**DATA SHOWN:**

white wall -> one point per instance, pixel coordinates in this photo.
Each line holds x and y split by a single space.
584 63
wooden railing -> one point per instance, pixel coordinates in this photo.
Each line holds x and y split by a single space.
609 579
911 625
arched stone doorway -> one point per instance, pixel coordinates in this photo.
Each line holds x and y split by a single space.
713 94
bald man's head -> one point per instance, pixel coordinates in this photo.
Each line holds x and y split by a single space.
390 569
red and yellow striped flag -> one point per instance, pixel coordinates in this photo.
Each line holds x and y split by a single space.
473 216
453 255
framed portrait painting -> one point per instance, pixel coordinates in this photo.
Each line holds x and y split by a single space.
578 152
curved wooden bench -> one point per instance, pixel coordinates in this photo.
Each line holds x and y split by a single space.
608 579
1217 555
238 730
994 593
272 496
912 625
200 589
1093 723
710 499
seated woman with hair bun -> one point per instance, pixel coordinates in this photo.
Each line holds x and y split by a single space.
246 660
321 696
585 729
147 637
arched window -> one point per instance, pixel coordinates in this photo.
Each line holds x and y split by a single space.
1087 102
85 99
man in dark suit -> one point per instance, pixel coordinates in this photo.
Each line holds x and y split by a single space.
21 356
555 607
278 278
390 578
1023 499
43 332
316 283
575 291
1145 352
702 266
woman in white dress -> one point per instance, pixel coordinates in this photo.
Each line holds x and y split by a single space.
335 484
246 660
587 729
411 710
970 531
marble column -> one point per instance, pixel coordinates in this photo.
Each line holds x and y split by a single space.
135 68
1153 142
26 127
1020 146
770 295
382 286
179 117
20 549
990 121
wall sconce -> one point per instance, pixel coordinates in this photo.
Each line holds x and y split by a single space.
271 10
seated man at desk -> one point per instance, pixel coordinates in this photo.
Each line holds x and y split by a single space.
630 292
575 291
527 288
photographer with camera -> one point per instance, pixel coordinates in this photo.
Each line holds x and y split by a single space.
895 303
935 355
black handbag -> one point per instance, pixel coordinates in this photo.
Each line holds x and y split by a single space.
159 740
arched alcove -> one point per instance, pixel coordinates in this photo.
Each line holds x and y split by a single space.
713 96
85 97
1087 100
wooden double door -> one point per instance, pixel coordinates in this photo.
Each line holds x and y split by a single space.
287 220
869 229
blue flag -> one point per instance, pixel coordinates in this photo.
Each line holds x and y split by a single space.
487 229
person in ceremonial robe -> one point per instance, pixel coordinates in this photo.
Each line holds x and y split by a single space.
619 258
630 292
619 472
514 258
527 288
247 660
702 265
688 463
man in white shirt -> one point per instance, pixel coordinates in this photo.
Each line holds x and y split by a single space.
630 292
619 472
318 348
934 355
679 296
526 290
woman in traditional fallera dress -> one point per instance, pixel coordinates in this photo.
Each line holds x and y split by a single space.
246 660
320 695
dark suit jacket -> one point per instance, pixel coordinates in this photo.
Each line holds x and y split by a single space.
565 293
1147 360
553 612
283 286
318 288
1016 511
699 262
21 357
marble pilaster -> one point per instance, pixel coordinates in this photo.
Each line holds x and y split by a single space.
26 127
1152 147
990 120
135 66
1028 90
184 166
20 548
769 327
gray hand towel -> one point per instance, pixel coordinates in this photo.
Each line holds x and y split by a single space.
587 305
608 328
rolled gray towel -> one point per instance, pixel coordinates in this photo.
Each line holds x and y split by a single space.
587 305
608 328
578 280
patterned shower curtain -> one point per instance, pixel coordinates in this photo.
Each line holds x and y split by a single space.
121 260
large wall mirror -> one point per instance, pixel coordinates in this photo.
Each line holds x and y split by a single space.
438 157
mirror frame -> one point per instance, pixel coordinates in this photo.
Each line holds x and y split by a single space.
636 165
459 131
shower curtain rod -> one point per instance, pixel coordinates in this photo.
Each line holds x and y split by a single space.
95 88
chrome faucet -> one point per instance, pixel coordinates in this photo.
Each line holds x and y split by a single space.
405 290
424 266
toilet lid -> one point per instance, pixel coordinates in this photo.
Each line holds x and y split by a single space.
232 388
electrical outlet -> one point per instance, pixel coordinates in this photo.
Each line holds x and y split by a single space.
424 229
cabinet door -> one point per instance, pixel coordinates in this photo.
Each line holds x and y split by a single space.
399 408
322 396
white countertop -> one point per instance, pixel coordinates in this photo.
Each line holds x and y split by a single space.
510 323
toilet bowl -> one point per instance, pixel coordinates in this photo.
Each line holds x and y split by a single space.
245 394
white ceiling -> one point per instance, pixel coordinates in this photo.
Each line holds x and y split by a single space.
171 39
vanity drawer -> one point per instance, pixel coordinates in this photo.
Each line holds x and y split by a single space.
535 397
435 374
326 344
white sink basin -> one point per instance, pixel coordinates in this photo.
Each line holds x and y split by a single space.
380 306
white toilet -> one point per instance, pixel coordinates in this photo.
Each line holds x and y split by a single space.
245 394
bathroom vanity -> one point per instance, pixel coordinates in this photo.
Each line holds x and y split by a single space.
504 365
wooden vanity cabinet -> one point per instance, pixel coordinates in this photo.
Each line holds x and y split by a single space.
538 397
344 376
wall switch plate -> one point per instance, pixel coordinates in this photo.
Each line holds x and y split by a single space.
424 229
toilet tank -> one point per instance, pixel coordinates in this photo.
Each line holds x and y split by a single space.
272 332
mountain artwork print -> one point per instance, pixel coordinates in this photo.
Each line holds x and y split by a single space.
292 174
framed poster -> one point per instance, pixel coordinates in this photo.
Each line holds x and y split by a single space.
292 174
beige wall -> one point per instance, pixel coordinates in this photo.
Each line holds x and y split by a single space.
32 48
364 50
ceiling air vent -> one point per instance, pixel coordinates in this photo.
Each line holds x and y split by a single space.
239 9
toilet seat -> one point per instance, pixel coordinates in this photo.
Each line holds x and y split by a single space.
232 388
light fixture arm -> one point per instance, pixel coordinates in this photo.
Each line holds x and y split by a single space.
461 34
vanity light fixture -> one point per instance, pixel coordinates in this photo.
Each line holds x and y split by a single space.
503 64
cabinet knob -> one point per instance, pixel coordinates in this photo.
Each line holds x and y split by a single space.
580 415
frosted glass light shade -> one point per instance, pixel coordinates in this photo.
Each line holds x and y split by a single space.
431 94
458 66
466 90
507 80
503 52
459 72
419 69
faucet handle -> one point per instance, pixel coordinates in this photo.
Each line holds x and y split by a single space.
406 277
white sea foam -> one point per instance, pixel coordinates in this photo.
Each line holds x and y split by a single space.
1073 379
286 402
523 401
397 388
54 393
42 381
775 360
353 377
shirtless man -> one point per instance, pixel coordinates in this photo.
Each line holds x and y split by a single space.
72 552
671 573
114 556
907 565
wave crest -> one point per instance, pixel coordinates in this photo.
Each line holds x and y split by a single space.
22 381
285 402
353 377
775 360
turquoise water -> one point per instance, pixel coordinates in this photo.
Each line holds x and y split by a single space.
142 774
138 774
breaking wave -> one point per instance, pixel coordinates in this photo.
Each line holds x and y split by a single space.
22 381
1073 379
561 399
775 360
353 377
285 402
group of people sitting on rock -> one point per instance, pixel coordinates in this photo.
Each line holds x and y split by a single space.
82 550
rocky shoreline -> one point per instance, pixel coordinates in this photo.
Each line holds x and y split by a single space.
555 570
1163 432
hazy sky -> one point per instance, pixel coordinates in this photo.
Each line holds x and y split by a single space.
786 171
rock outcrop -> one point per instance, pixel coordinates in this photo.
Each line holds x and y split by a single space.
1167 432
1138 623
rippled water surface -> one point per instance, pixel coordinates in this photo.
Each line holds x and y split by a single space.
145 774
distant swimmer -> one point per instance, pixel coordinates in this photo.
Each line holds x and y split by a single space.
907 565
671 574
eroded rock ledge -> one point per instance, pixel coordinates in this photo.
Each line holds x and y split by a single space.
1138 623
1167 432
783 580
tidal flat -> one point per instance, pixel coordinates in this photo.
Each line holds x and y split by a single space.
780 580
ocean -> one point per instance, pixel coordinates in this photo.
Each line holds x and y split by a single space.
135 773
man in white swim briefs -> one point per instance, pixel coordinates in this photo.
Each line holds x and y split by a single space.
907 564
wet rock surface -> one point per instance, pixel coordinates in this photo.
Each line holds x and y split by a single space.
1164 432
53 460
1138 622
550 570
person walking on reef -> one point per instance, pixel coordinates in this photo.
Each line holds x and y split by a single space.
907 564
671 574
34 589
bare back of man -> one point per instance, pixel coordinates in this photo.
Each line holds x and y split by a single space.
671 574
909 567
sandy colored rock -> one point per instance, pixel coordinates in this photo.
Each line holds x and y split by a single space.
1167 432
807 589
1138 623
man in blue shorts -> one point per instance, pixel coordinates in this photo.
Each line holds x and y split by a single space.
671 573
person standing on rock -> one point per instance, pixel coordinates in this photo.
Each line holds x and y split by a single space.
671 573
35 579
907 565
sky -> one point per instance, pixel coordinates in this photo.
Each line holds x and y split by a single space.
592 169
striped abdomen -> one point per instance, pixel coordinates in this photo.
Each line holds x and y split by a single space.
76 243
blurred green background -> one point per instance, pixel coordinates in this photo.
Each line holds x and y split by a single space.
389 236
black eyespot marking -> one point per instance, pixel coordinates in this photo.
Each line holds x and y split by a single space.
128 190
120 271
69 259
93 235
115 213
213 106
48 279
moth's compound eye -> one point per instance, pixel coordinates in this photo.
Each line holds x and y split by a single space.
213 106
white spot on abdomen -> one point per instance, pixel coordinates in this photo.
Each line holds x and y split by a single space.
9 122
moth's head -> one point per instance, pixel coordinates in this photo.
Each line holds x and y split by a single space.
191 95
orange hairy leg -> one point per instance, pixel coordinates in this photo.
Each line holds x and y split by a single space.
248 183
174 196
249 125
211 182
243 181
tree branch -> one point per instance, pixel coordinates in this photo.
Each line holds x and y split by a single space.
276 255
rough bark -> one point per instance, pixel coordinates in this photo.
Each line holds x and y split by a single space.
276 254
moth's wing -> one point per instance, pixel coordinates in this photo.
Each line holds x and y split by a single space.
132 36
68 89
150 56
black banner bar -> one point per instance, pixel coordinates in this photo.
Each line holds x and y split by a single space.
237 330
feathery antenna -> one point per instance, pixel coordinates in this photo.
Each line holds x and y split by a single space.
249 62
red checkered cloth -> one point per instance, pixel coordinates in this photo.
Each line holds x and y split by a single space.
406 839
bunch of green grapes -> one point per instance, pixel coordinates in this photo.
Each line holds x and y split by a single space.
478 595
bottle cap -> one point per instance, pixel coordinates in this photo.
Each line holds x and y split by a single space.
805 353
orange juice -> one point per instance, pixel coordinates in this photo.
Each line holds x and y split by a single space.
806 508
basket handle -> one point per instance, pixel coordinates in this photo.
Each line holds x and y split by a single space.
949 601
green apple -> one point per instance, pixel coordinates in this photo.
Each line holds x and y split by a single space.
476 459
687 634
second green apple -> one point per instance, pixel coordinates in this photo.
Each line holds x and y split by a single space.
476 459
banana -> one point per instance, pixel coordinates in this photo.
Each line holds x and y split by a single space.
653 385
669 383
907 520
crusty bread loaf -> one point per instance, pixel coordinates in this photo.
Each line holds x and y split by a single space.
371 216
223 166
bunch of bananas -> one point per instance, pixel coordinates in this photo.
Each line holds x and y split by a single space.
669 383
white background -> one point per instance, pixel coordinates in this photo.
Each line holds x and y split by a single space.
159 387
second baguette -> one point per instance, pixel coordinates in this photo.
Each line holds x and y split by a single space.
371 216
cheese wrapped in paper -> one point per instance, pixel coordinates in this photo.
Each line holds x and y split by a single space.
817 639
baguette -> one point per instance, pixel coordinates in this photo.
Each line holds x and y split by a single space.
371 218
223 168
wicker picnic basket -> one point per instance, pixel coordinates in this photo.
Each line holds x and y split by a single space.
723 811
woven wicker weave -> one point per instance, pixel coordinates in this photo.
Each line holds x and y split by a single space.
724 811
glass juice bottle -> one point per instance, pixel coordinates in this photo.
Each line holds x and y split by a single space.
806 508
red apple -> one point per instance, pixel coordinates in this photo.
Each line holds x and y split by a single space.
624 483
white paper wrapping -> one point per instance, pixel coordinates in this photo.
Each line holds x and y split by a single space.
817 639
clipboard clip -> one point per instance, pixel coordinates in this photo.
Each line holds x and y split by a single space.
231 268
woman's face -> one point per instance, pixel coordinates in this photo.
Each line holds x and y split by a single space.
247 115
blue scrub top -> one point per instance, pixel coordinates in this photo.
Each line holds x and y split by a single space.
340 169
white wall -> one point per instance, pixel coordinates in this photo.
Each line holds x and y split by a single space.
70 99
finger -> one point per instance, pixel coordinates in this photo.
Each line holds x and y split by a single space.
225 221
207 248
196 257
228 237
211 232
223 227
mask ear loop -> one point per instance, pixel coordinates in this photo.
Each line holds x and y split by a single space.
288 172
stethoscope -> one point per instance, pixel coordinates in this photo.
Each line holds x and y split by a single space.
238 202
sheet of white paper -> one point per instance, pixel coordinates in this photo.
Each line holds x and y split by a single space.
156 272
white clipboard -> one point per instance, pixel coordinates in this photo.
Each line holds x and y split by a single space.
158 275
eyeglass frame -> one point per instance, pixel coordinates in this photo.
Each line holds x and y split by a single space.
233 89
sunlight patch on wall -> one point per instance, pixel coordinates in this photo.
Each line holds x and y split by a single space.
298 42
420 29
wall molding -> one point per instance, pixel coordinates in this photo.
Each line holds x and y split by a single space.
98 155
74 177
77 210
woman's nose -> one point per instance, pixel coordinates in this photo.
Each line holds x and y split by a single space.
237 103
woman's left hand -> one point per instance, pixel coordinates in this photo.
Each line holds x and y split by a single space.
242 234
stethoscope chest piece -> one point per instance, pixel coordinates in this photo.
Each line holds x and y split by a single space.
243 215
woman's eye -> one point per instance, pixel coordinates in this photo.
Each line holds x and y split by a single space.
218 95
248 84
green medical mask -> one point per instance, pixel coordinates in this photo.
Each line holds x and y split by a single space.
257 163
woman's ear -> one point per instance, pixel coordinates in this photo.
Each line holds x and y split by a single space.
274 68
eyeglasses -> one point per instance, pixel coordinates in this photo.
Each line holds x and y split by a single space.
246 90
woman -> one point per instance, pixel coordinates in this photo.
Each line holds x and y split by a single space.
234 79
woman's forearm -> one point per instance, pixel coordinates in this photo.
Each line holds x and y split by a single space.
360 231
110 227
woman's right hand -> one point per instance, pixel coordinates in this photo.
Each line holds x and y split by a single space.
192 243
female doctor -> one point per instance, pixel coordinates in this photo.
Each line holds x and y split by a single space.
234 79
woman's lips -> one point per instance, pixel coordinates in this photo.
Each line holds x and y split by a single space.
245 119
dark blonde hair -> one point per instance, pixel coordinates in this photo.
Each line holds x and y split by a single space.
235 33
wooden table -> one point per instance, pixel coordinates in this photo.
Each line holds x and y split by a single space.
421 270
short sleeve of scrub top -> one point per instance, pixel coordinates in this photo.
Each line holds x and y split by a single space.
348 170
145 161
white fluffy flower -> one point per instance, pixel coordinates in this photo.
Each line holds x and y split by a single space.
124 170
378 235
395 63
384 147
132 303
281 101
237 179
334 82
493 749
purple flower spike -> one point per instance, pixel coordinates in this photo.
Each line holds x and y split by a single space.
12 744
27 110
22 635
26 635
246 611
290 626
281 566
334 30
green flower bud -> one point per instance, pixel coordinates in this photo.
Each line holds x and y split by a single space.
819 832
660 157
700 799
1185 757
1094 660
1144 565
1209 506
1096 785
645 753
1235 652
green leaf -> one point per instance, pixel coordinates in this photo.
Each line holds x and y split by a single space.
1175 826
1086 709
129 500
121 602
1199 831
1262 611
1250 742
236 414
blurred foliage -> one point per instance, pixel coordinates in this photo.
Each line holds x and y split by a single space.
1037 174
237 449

**WHAT TO PRODUCE:**
Revise the stretch of lines from the one containing "purple flower spike" through the end of the records, changing "split by a single space" to "separated by a single space" and leaving everything else as it is. Give only those lines.

**EXERCISE SOLUTION:**
purple flower spike -> one point per instance, pixel coordinates in this photo.
Each line holds x and y separated by a single space.
12 744
27 110
22 635
26 635
246 611
290 626
281 566
334 30
green flower bud -> one point per instance, pixel coordinates in this photo.
Each line holds x and y separated by a single space.
819 832
660 157
700 799
1185 757
1094 660
1144 565
1209 506
1096 785
645 753
1235 652
green leaf -> one point per instance, pixel coordinates in this photo.
Each line holds x and y separated by a single space.
1175 826
1086 709
129 500
121 602
1199 831
1262 611
1250 742
236 414
blurred foliage -> one point per instance, pixel coordinates in this photo.
Each line holds x and y separated by a single space.
1037 174
237 449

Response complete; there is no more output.